Amendments XIII and XIV may have been, at least partly, unneeded as the way of overturning Taney's decision. Amendment XIII abolished slavery and XIV, among other things, declared categorically that all African-Americans are citizens of the United States. It is a truism of constitutional thought that Taney's decision was overturned by these post-Civil War amendments but it could have been overturned by removing one justice, Taney. The Civil War itself put slavery on a fast path to extinction; the benefit of the Thirteenth Amendment was that it did cleanly put an end to slavery, completely and once and for all (at least in the West). However, Dred Scott could have been overturned in whole by a Court that recognized the logic of the two dissenting opinions written by John McLean and Benjamin R. Curtis. They did not agree with Taney that slavery was enshrined in the original Constitution. They did not need amendments to reach this conclusion, only logic.

It is frequently assumed in court opinions that other courts as well as legislatures knew what they were doing when they handed down a decision or passed a law, respectively. No doubt sometimes they do, but equally obviously, sometimes they don’t. Did the Framers of the United States Constitution and the members of the first Congresses know what they were doing when they kicked the can down the road on slavery? I think not. Would they have been horrified had they been able to look into a crystal ball and foresee the American Civil War and subsequent racial disharmony that resulted from their indecision? Many would have felt excruciating remorse. The cases of Thomas Jefferson and Benjamin Franklin are illustrative: Jefferson had qualms about slavery even though he was a slave owner; Franklin had already decided that slavery was wrong when he went to the Constitutional Convention in 1787, but he held his tongue because he feared that if the issue of abolition was raised then there would be no United States at all.

What to work on:
**1.** In the passage on the Dred Scott decision, who wrote the two dissenting opinions?
**2.** List each line of the entries below that contains the word "head".

Dataset:
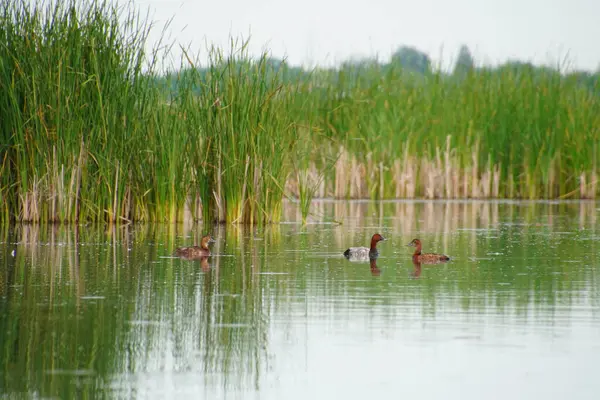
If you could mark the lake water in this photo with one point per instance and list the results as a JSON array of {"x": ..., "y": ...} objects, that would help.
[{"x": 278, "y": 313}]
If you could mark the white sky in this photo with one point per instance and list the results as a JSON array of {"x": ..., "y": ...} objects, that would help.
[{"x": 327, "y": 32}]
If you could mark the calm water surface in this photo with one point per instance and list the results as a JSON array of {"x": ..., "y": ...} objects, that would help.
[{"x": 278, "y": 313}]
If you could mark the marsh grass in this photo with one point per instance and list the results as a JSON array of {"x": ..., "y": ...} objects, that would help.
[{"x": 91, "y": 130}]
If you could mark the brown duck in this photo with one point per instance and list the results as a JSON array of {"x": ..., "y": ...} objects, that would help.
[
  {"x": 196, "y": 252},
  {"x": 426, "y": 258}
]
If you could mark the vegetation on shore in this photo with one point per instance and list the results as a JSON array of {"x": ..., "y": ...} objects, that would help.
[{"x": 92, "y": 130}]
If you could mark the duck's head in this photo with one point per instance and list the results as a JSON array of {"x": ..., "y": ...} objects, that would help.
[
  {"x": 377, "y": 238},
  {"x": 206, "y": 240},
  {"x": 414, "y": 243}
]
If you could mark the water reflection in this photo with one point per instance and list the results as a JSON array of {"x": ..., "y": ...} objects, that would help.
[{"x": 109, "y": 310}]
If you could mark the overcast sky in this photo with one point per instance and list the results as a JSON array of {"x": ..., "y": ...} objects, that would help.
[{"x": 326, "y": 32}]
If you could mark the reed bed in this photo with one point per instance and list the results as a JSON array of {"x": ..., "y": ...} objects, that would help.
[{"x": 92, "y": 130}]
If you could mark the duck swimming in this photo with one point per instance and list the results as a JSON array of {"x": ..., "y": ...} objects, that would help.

--

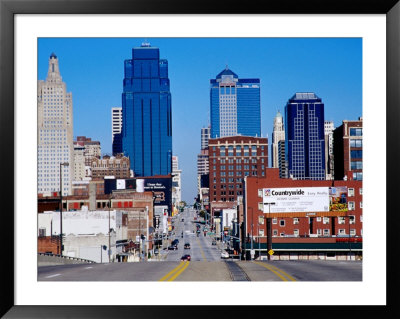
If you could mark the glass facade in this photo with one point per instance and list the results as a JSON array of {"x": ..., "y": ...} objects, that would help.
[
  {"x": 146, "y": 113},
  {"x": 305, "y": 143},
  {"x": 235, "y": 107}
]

Responses in order:
**1.** John McLean and Benjamin R. Curtis.

**2.**
If you could mark the duck's head in this photo with one point per instance and list the results as a JSON array of {"x": ..., "y": ...} objects, that would help.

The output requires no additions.